** Page excerpt follows **

Patients at Area VA Hospital Denied Soft Foods

Categories: News

Hospital officials get saucy.
​No applesauce for you!

In a devastating account of medical malpractice, four nurses who work at the John Cochran VA Medical Center have come forward to reveal a litany of violations occurring inside their facility. Their disclosures were made public during a press conference held yesterday by Reps. Russ Carnahan and Bob Filner (CA) at Carnahan's district office.

Among the worst of the offenses: patients who had trouble swallowing were not given applesauce upon request. And it's not like they had to wait a few minutes to get people's attention. Or days. Nope, their applesauce wait-time was two years.

Yesterday's press conference revealed other grotesque details that made the place sound unfit for a movie set, let alone a facility serving our country's veterans.

Equipment, such as oxygen tubing for respiratory assistance, is chronically broken or unavailable; tools that could provide time-critical diagnoses are unavailable despite more than three years of requests; there are too few rooms in which to isolate people suffering from contagious diseases; there are too few nurses on site; and several patients go days without baths or clean linens.

One nurse, Wes Gordon (a veteran himself) presented hundreds of emails he'd sent to management requesting their attention for certain necessities, including applesauce, many of which went unanswered. When the nurse decided to bring his own applesauce to feed patients who couldn't swallow, he was quickly scolded by his superiors.

** End of Page excerpt **

## Action item A
Answer these from the VA hospital article:
(i) How many nurses came forward?
(ii) How long was the wait for applesauce?
(iii) Which nurse presented hundreds of emails sent to management?
## Action item B
Return the part of the VA hospital article from "Hospital officials get" to "our country's veterans.", copied word for word.

** Data below follows **

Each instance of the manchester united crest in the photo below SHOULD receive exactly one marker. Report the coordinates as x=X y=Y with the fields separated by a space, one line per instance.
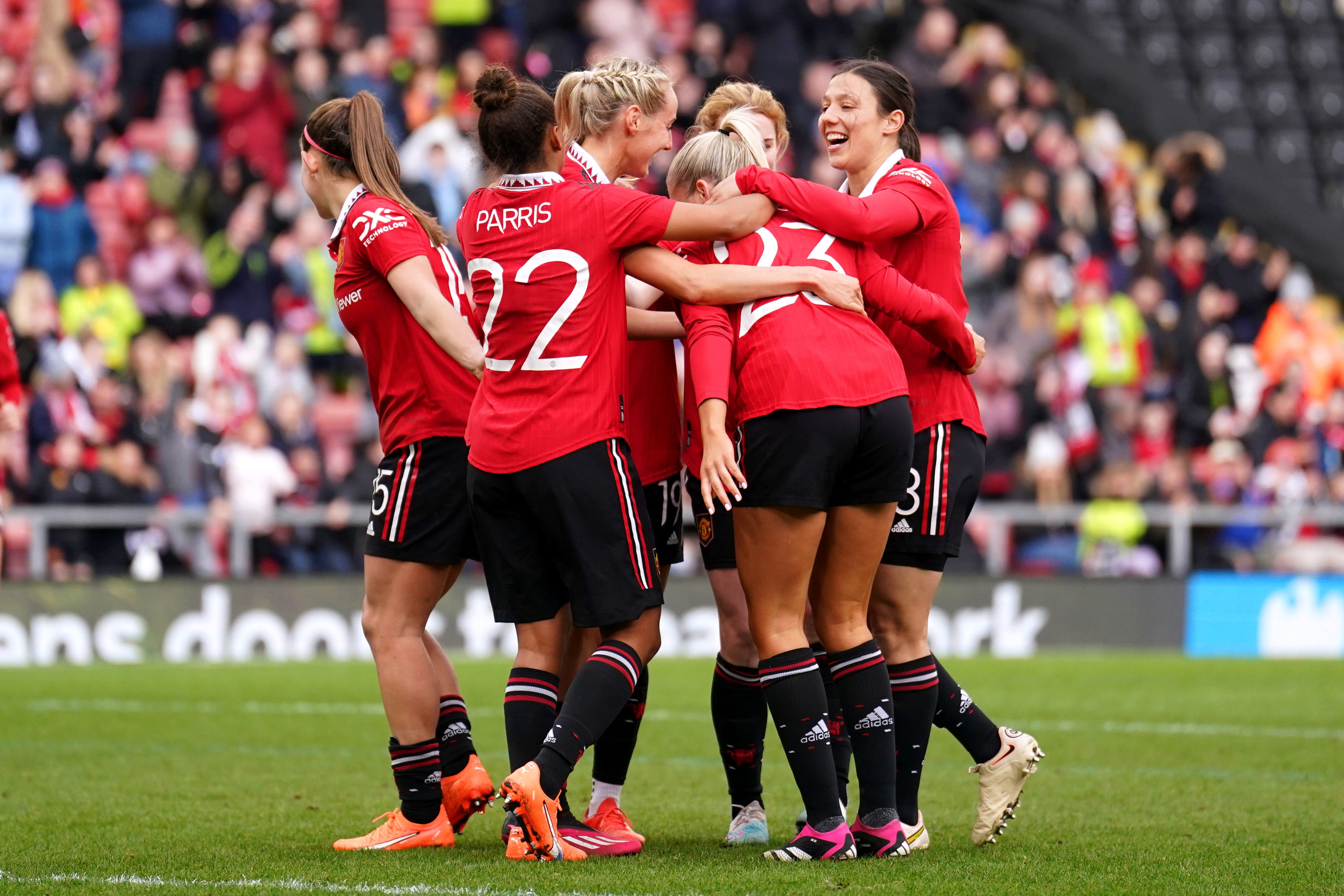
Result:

** End of Data below **

## Response box A
(i) Four
(ii) Two years
(iii) Wes Gordon

## Response box B
Hospital officials get saucy.
​No applesauce for you!

In a devastating account of medical malpractice, four nurses who work at the John Cochran VA Medical Center have come forward to reveal a litany of violations occurring inside their facility. Their disclosures were made public during a press conference held yesterday by Reps. Russ Carnahan and Bob Filner (CA) at Carnahan's district office.

Among the worst of the offenses: patients who had trouble swallowing were not given applesauce upon request. And it's not like they had to wait a few minutes to get people's attention. Or days. Nope, their applesauce wait-time was two years.

Yesterday's press conference revealed other grotesque details that made the place sound unfit for a movie set, let alone a facility serving our country's veterans.